- WHAT THE TASK ASKS: Put each line of the entries below into a Markdown table with two columns, "Row" and "Line", numbering the rows and skipping any blank lines. Leave the pictures out of your answer.

- SOURCE MATERIAL:
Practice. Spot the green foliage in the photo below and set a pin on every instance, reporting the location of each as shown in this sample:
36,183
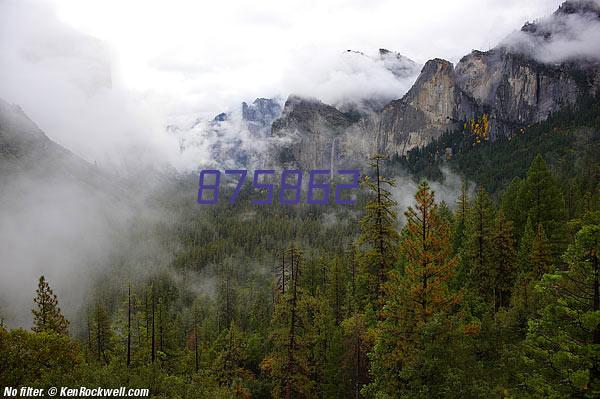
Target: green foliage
47,316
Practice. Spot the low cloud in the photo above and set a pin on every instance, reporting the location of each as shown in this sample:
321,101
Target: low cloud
560,37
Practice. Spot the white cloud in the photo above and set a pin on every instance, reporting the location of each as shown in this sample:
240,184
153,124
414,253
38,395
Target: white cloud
178,60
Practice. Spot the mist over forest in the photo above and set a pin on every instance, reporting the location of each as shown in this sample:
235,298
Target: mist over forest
466,264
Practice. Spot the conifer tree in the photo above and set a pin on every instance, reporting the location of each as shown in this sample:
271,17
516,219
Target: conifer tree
460,220
564,342
378,238
101,333
415,298
477,255
543,202
502,260
288,363
540,258
47,316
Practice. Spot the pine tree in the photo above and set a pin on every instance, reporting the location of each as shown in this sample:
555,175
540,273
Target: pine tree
502,261
460,220
101,333
414,299
48,317
477,255
564,342
378,238
543,201
540,258
288,363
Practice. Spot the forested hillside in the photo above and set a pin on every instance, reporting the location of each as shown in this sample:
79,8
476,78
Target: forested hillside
494,296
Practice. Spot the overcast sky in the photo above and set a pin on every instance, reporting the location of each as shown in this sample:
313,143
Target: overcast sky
218,50
119,70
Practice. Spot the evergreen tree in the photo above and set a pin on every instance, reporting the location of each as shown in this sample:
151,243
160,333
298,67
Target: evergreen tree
378,238
540,257
543,201
477,256
101,333
564,342
288,363
414,299
47,316
460,220
502,249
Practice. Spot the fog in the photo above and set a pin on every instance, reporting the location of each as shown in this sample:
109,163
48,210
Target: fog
105,78
559,38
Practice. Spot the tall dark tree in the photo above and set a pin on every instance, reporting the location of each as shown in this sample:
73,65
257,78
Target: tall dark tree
564,341
47,316
378,240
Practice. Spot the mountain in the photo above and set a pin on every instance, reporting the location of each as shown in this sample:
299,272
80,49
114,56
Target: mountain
511,86
260,114
28,157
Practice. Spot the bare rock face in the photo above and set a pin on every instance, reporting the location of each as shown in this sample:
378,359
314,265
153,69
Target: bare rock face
434,104
314,135
515,90
522,81
260,114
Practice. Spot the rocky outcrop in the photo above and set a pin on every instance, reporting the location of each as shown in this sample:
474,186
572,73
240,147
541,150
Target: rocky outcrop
434,104
260,114
313,135
514,85
516,90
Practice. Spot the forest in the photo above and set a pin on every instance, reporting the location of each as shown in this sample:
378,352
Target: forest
496,295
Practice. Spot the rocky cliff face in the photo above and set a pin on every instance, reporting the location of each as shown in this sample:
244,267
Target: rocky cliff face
513,84
260,114
434,104
313,135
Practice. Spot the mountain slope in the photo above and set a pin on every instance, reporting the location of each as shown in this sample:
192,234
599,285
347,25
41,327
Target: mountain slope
512,86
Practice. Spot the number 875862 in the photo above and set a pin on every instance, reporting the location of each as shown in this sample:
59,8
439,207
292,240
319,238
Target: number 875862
315,185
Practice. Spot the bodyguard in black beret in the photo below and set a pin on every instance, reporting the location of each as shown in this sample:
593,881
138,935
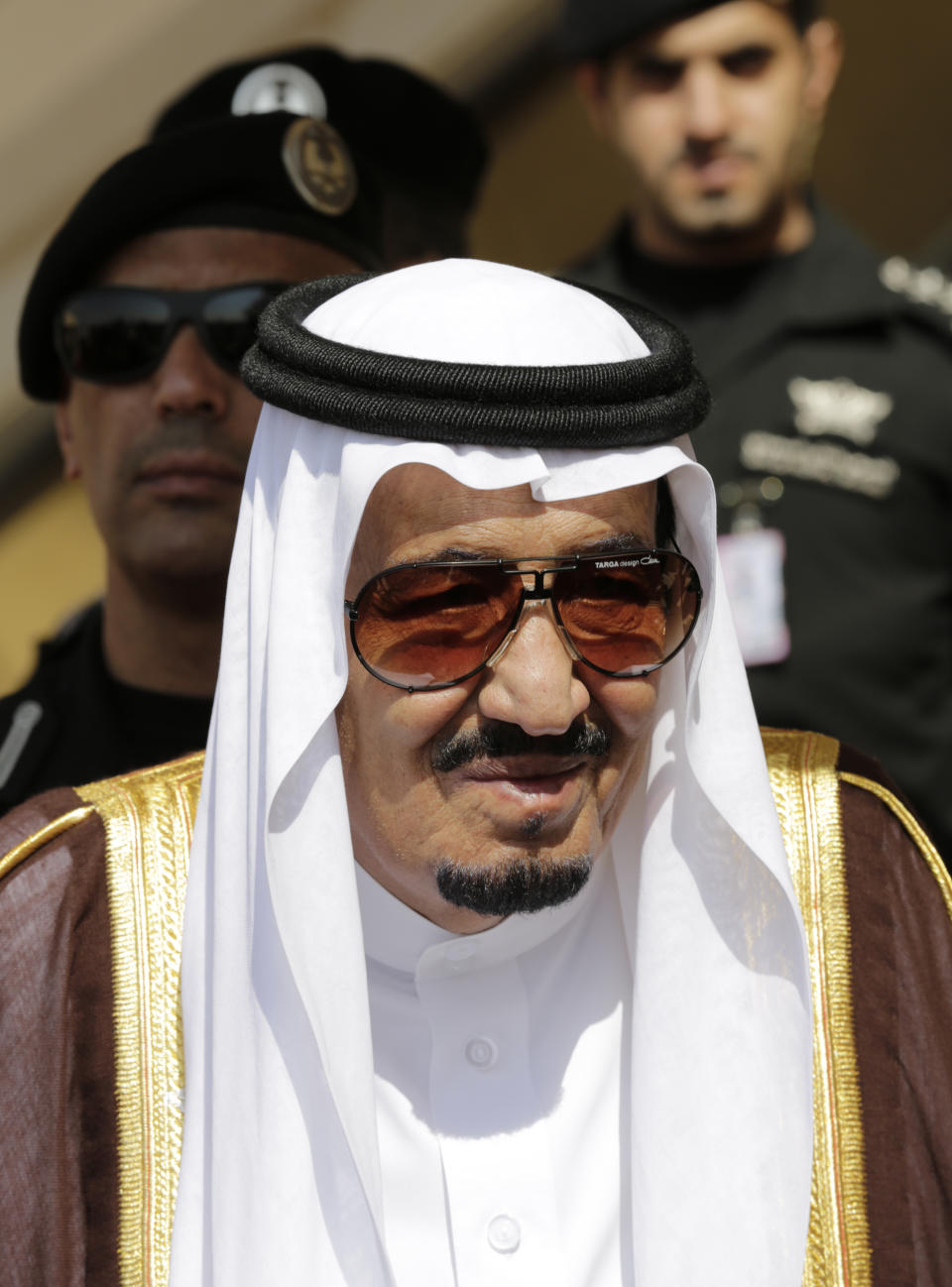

- EXPECTED ANSWER:
| Row | Line |
|---|---|
| 1 | Practice. Spot the green foliage in the photo below and set a pin on every instance, reporting the location of each as shown in this sample: |
| 2 | 36,183 |
| 3 | Target: green foliage |
| 4 | 47,316 |
| 5 | Practice. Spot the low cloud in the photo above and set a pin on every instance, reporting the location of each as shown in this sample: |
| 6 | 321,101 |
| 7 | Target: low cloud |
| 8 | 560,37 |
| 9 | Practice. Spot the white cloud in the photo above and set a pin on every instance, reporting the location of each as shown in this sample: |
| 10 | 240,184 |
| 11 | 153,124 |
| 12 | 414,253 |
| 13 | 38,395 |
| 14 | Target: white cloud |
| 15 | 178,60 |
| 16 | Practice. Spot the mist over forest in the photo above and set a pin on every instance, reporting the location of each as shown in this sample: |
| 17 | 235,298 |
| 18 | Target: mist over forest |
| 19 | 466,264 |
| 20 | Practice. Spot the conifer tree in the photo above and set a pin on every instance, reporting the location of each as shown in this sample: |
| 21 | 271,17 |
| 22 | 516,219 |
| 23 | Target: conifer tree |
| 24 | 460,220 |
| 25 | 564,342 |
| 26 | 378,238 |
| 27 | 101,333 |
| 28 | 415,298 |
| 29 | 477,255 |
| 30 | 543,202 |
| 31 | 502,260 |
| 32 | 288,363 |
| 33 | 540,258 |
| 34 | 47,316 |
| 35 | Practice. Spot the pine tree in the photo above and set a pin on every instance, reporting the location of each as shown in this sample: |
| 36 | 555,175 |
| 37 | 540,273 |
| 38 | Target: pine tree |
| 39 | 502,261 |
| 40 | 460,220 |
| 41 | 101,333 |
| 42 | 414,299 |
| 43 | 48,317 |
| 44 | 477,255 |
| 45 | 564,342 |
| 46 | 378,238 |
| 47 | 543,201 |
| 48 | 540,258 |
| 49 | 288,363 |
| 50 | Practice. Spot the forested hillside in the photo above and set a pin on every instance, reporting the location of each as shown in this sample: |
| 51 | 79,8 |
| 52 | 476,78 |
| 53 | Target: forested hillside |
| 54 | 494,296 |
| 55 | Practice. Spot the overcast sky in the photo above and set a pin on every instance, reporting the location of each as shown in this sample: |
| 56 | 313,143 |
| 57 | Target: overcast sky |
| 58 | 218,50 |
| 59 | 119,70 |
| 60 | Practice. Spot the evergreen tree in the photo above and set a pin on every instance, reporting the location of each as shown in this sample: |
| 61 | 151,243 |
| 62 | 160,333 |
| 63 | 298,67 |
| 64 | Target: evergreen tree |
| 65 | 378,238 |
| 66 | 540,257 |
| 67 | 543,201 |
| 68 | 477,256 |
| 69 | 101,333 |
| 70 | 564,342 |
| 71 | 288,363 |
| 72 | 414,299 |
| 73 | 47,316 |
| 74 | 460,220 |
| 75 | 502,249 |
| 76 | Practice. Spot the fog in the photo above and set a pin on every instance, reporting the location of each as shown in this sample: |
| 77 | 109,163 |
| 78 | 48,210 |
| 79 | Target: fog |
| 80 | 105,78 |
| 81 | 559,38 |
| 82 | Practice. Spot the tall dark tree in the photo above and set a pin on every instance, reporting the location of each as shown in this sample: |
| 83 | 73,65 |
| 84 | 257,78 |
| 85 | Target: tall dark tree |
| 86 | 564,341 |
| 87 | 47,316 |
| 88 | 378,240 |
| 89 | Practice. Spot the mountain in the photo above and set a pin on every instance, reporting the location of each as shown in this sample: |
| 90 | 299,272 |
| 91 | 80,49 |
| 92 | 114,56 |
| 93 | Target: mountain |
| 94 | 511,86 |
| 95 | 260,114 |
| 96 | 28,157 |
| 97 | Practice. Spot the bare rock face in the photo above and set a pin on every instance, reporting the location of each as shown in this sample: |
| 98 | 378,359 |
| 99 | 314,265 |
| 100 | 153,69 |
| 101 | Target: bare rock face |
| 102 | 434,104 |
| 103 | 314,135 |
| 104 | 515,90 |
| 105 | 522,81 |
| 106 | 260,114 |
| 107 | Practice. Spot the rocky outcrop in the photo above and set a pin on every instance, reporting the location of each as shown in this sample: |
| 108 | 474,186 |
| 109 | 572,73 |
| 110 | 240,147 |
| 111 | 541,150 |
| 112 | Target: rocky outcrop |
| 113 | 434,104 |
| 114 | 260,114 |
| 115 | 313,135 |
| 116 | 514,85 |
| 117 | 516,90 |
| 118 | Practice. Spot the forest in the photo above and set a pin on every instance, reporting the location of each as shown in this sample: |
| 119 | 378,352 |
| 120 | Target: forest |
| 121 | 496,295 |
| 122 | Practice. Spot the rocky cliff face in the photo above and set a pin on every instance, reporting the location of each as shown in this sample: |
| 123 | 244,267 |
| 124 | Target: rocky cliff face |
| 125 | 513,84 |
| 126 | 260,114 |
| 127 | 434,104 |
| 128 | 313,135 |
| 129 | Practice. Spot the mountain slope in the photo above and set a pin on every instance, reporting the location of each as shown in this sample: |
| 130 | 192,234 |
| 131 | 599,285 |
| 132 | 347,25 |
| 133 | 41,327 |
| 134 | Target: mountain slope |
| 135 | 512,86 |
| 136 | Practice. Spot the number 875862 in the photo above and set a pin on every instance, reporting the location of each as shown in this sample: |
| 137 | 59,8 |
| 138 | 439,207 |
| 139 | 292,240 |
| 140 | 319,238 |
| 141 | Target: number 875862 |
| 142 | 315,185 |
| 143 | Practice. Spot the bodyguard in black beret in the photo below and set a pin on every instance, reporting the location of each as shown in this sample: |
| 144 | 593,881 |
| 145 | 138,935 |